+++ RAW RECORDS +++

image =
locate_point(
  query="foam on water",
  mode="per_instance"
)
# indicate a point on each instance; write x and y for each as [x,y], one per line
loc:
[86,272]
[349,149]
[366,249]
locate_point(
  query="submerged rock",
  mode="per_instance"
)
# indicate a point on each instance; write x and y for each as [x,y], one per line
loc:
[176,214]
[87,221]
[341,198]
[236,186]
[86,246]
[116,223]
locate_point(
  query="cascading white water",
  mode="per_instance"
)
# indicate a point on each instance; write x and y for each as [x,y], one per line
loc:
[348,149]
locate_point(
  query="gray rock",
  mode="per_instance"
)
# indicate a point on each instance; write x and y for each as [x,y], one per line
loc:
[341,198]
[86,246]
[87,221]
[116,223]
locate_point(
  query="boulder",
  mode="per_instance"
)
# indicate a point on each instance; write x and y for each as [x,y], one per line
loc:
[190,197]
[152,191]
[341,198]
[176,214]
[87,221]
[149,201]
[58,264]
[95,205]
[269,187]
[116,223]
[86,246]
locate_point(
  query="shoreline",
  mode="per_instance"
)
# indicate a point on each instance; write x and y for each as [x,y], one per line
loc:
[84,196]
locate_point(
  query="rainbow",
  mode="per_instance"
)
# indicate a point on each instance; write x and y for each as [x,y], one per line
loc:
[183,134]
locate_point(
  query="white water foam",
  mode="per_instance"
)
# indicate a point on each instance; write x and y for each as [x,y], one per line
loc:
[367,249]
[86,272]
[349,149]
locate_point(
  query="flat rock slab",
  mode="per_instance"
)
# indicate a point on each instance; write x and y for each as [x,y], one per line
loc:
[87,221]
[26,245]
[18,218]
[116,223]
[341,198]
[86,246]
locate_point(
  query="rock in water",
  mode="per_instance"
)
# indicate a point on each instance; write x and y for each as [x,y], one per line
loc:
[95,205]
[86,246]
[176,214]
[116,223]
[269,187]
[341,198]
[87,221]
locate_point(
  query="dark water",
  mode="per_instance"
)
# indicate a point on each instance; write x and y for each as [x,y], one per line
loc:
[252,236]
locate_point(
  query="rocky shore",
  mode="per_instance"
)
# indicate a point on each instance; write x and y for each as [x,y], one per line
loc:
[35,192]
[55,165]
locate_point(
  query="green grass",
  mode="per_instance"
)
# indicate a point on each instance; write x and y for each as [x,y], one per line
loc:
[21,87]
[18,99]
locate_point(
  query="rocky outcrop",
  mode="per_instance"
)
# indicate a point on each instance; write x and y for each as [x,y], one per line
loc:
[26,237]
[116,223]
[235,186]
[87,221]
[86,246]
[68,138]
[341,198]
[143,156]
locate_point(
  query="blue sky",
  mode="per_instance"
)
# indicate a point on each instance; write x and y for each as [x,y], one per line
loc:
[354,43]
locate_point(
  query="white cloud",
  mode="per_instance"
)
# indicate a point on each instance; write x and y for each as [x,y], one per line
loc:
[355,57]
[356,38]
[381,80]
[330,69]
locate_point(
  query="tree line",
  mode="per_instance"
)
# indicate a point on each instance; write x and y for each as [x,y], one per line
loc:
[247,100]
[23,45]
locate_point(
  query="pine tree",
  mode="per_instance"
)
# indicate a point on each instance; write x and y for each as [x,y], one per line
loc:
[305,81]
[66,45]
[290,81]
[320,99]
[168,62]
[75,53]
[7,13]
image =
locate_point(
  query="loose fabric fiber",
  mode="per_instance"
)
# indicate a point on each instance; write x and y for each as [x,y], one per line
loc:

+++

Copy out each line above, character for character.

image =
locate_point(
  query="foam on water",
  mode="per_instance"
)
# indicate a point on each instance; write x and y for each as [x,y], one per line
loc:
[86,272]
[349,149]
[366,249]
locate_point(
  query="submerged rock",
  mode="per_instance"
)
# indicate a point on each instance; write x and y for each as [x,y], one per line
loc:
[176,214]
[87,221]
[341,198]
[236,186]
[86,246]
[116,223]
locate_point(
  query="cascading white water",
  mode="per_instance"
)
# indicate a point on each instance; write x and y for each as [x,y], one per line
loc:
[348,149]
locate_point(
  query="gray rock",
  mode="per_instance"
)
# indicate a point on each instance; write x and y for each as [x,y], one per line
loc:
[341,198]
[86,246]
[87,221]
[116,223]
locate_point(
  query="boulder",
  mode="per_instance"
)
# indicate a point on each instance; write x and y for each as [x,y], one per line
loc:
[190,197]
[152,191]
[341,198]
[176,214]
[87,221]
[149,201]
[58,264]
[95,205]
[269,187]
[116,223]
[86,246]
locate_point(
  query="shoreline",
  mode="per_instance"
)
# indicate a point on each instance; write x and y for each as [x,y], one per line
loc:
[84,196]
locate_point(
  query="rainbow",
  mode="per_instance"
)
# indicate a point on each instance; write x and y for each as [x,y], one per line
loc:
[183,134]
locate_point(
  query="white water foam",
  mode="per_instance"
)
# indicate a point on each instance; write x and y for each as [x,y], one per line
loc:
[367,249]
[86,272]
[349,149]
locate_point(
  query="flat rock slab",
  mode="per_instance"
)
# indicate a point on each instance; write x and y for each as [x,y], one per line
loc:
[87,221]
[26,245]
[18,218]
[116,223]
[341,198]
[86,246]
locate_point(
  query="rock in water",
  mode="per_instance"
)
# indicate a point on each instance; write x and y for each as [x,y], one per line
loc:
[95,205]
[86,246]
[176,214]
[116,223]
[269,187]
[341,198]
[87,221]
locate_point(
  query="dark water",
  mode="per_instance"
)
# indicate a point on each instance; write x and y for each as [x,y], one per line
loc:
[252,236]
locate_point(
  query="rocky shore",
  mode="per_instance"
)
# indicate a point on each instance; write x and y for each as [x,y], one per line
loc:
[35,192]
[55,165]
locate_point(
  query="green grass",
  mode="per_instance"
)
# indicate a point on each instance; write x and y for each as [x,y], one per line
loc:
[21,87]
[18,99]
locate_point(
  query="rocky outcrop",
  mode="per_instance"
)
# indicate a point on each instance; write x and y for each as [x,y], one per line
loc:
[26,237]
[116,223]
[235,186]
[87,221]
[86,246]
[68,138]
[341,198]
[143,156]
locate_point(
  query="blue sky",
  mode="per_instance"
)
# indicate a point on each instance; write x and y for each as [x,y], one per line
loc:
[354,43]
locate_point(
  query="white cloud",
  mode="per_instance"
)
# indicate a point on each instance; write x and y for each as [x,y], one per line
loc:
[355,57]
[356,38]
[381,80]
[330,69]
locate_point(
  query="tree line",
  mode="per_instance"
)
# indicate a point on each instance; write x and y for each as [x,y], one per line
loc:
[247,100]
[23,45]
locate_point(
  query="pine tree",
  mode="per_instance"
)
# indicate a point on each instance; write x and y for each as [x,y], one per line
loc:
[305,81]
[66,45]
[290,81]
[320,99]
[168,62]
[75,53]
[7,13]
image =
locate_point(
  query="loose fabric fiber",
  mode="per_instance"
)
# indicate a point on each instance; write x and y for each as [x,y], one per line
loc:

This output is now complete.